* SHORT TASK 1:
Decide whether each statement below agrees with the Moray Sea School recollections. Answer yes or no for each, and quote the words of the text that decide it. (a) The first writer attended the Moray Sea School in 1951. (b) David Clay was at the school in February 1951. (c) The first writer's stay at the school lasted six months.
* SHORT TASK 2:
Print the passage of the Moray Sea School recollections starting with "## David Clay" and going on through "helping the cook.", word for word.
── QUOTED TEXT
I attended The Moray Sea School at Burghead in 1951 and also sailed on the Prince Louis from Port Mac Duff to Burghead and well remember taking depth readings by Swinging the Lead when one of my Swings came inboard and almost Brained the Steersman as the Steering Wheel was Centre Aft on the Schooner which was Gaff Rigged.We had a Sports Day against Gordonstone School and I was Commended in winning a Race using a single rope over the local River. During my time of one Month there I was the Captain of the Main Top Watch and what a job it was trying to keep the peace and some of the lads from Glasgow in check. In 1953 I went to Sea with Prince Line Ltd. First Ship the MV Nordic ex Chinese Prince on Charter to Shaw Saviile Sailed on Her several time and She was always my favourite Ship - 6 month trips to Australia. Secured my Second and Chief Eng. Tickets at South Shields Marine Tech. College. and rose to Chief Engineer but retired from Merchant Service in early Sixties - back to Drawing Board, working at Richardson and Westgarth Hartlepool where I became Northeast Coast Sales Manager, left in 1970 for the Gas Industry as Sales Manager and final retirement in 1990..


----------



## David Clay

I was sent to Moray Sea School with a group of officer cadets from RAF South Cerney. WE were there in Feb 1961. As I had some sailing experience I was appointed harbour quartermaster. My duties were to take the wheel whenever we tacked or jibbed, entered harbour of left harbour. As this was the first trip of the year for Prince Louis after we left Burghhead for Dornoch Firth where next day the compass had to be swung. The remaining watches were sent ashore where they had to climb the highest hill just inland. Once the the compass had been swung we set off sailing around the Moray Firth with good sailing weather all the time. When I was not behind the wheel my place of duty was helping the cook.


----------
────
── ENTRIES SUPPLIED
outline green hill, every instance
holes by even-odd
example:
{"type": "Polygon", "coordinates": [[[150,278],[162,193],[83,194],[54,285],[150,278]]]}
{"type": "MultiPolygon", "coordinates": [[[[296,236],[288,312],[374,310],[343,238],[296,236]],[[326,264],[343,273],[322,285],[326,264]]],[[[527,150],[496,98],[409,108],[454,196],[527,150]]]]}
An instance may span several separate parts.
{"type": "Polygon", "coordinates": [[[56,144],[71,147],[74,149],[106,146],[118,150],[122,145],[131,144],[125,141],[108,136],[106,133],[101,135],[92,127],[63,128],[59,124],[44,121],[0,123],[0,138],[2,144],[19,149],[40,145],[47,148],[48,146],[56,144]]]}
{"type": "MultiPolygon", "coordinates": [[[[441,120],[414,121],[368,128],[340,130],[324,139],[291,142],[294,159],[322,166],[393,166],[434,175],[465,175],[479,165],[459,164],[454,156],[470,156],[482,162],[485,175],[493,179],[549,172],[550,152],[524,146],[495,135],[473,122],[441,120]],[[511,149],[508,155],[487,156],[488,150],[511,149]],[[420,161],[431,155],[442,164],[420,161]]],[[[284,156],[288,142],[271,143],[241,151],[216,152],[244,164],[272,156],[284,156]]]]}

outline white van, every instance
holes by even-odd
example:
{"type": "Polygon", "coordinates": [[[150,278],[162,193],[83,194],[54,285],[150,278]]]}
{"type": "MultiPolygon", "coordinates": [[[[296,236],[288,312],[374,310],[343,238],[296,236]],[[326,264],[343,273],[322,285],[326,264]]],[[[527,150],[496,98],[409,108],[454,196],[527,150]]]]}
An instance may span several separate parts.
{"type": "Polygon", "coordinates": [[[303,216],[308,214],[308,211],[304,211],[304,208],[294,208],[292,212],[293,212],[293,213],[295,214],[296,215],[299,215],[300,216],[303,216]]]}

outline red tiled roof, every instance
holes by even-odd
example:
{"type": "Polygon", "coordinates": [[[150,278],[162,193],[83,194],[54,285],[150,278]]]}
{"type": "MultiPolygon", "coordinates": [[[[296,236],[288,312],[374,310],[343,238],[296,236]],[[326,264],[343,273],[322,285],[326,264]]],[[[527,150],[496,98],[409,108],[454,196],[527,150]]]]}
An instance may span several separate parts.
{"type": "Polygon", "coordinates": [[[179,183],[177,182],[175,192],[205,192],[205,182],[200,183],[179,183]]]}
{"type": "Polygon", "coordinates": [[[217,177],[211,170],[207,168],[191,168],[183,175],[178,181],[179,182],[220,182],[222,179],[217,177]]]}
────
* REPLY 1:
(a) Yes: "I attended The Moray Sea School at Burghead in 1951"
(b) No: "WE were there in Feb 1961."
(c) No: "During my time of one Month there"

* REPLY 2:
## David Clay

I was sent to Moray Sea School with a group of officer cadets from RAF South Cerney. WE were there in Feb 1961. As I had some sailing experience I was appointed harbour quartermaster. My duties were to take the wheel whenever we tacked or jibbed, entered harbour of left harbour. As this was the first trip of the year for Prince Louis after we left Burghhead for Dornoch Firth where next day the compass had to be swung. The remaining watches were sent ashore where they had to climb the highest hill just inland. Once the the compass had been swung we set off sailing around the Moray Firth with good sailing weather all the time. When I was not behind the wheel my place of duty was helping the cook.